• [PROVIDED DATA]
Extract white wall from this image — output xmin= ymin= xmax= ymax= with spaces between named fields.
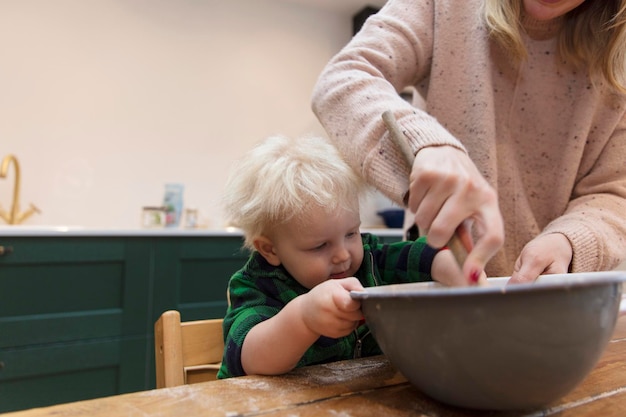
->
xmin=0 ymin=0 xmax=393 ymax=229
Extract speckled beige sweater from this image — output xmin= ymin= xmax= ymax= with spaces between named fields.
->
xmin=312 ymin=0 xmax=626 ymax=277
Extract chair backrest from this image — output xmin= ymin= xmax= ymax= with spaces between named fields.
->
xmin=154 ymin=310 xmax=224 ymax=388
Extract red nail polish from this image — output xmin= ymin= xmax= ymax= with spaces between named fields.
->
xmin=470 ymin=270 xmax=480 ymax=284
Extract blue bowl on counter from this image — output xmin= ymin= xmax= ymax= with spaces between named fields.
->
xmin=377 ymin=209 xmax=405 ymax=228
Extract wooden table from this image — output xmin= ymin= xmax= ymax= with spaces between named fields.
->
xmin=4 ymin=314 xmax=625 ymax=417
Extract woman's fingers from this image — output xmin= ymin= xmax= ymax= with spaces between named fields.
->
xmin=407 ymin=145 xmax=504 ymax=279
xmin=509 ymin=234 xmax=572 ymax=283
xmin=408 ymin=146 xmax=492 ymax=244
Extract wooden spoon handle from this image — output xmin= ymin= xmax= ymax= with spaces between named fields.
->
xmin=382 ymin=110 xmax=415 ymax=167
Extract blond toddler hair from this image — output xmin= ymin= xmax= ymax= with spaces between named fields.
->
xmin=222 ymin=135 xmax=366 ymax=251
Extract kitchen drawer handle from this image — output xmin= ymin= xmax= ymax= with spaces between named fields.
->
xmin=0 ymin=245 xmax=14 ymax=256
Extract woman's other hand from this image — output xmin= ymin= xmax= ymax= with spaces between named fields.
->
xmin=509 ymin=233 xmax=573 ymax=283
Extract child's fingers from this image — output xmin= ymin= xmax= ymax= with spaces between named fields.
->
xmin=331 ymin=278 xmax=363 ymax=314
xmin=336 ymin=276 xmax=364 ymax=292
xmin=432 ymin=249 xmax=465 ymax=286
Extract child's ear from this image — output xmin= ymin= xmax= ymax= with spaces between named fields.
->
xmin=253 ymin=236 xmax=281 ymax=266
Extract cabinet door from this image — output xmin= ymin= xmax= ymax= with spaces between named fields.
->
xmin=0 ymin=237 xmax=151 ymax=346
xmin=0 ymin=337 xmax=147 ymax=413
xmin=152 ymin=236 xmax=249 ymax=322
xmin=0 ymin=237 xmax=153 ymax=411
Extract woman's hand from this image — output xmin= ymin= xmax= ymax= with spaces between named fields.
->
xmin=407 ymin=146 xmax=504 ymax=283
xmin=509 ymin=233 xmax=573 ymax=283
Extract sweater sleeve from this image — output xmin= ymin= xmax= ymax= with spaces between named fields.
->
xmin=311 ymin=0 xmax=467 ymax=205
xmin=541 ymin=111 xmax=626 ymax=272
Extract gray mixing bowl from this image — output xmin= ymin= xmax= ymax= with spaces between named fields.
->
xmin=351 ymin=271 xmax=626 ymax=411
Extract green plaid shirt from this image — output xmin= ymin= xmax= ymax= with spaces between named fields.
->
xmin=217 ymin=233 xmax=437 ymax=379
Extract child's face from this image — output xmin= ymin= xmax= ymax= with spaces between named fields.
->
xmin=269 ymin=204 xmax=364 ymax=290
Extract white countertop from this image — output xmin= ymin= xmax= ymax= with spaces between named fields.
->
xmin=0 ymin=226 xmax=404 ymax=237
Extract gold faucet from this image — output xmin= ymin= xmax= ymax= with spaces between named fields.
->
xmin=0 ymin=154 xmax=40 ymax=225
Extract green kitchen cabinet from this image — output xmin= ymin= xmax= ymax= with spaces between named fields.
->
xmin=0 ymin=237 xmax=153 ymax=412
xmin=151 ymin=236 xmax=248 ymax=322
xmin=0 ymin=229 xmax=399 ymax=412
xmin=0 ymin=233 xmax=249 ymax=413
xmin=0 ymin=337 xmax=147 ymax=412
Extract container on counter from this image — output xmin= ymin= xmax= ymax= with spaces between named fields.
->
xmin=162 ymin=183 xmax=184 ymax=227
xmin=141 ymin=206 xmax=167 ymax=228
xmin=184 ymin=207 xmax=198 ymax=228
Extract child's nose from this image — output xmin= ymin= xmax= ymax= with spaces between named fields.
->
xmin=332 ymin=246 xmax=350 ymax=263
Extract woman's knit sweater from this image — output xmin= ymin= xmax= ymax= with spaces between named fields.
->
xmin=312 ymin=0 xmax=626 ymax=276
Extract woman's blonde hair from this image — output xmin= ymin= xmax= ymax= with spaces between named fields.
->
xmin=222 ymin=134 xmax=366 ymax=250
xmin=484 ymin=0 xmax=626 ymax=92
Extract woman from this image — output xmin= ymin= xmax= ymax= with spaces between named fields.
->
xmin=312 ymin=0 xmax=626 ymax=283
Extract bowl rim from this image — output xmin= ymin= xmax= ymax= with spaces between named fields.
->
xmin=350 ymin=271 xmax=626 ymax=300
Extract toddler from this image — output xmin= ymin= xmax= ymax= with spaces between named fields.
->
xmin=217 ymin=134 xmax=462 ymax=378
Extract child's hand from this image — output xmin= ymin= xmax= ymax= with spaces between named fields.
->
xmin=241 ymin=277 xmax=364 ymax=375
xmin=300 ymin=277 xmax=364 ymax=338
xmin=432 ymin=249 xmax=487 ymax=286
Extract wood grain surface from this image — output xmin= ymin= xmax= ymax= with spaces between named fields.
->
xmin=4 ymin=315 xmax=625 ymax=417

• [THE PROBLEM] Look over the records above and filter for each line with the word "handle".

• [ANSWER SPACE]
Extract wooden spoon handle from this image — output xmin= ymin= xmax= ymax= with spaces between named fields.
Extract kitchen drawer handle from this image — output xmin= ymin= xmax= ymax= with spaces between named fields.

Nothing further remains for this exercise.